Quote the lines below word for word.
────────────────────
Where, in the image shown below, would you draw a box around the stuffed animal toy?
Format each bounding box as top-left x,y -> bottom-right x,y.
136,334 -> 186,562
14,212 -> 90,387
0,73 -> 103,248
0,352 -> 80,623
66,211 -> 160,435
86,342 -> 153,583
────────────────────
## RESPONSE TO THE TASK
Where, in the image shown below, would you draw a box around the stuffed animal toy?
Format each bounding box as top-left x,y -> bottom-right x,y.
136,334 -> 186,562
14,212 -> 90,387
0,73 -> 103,248
0,352 -> 80,623
66,211 -> 160,435
86,342 -> 153,583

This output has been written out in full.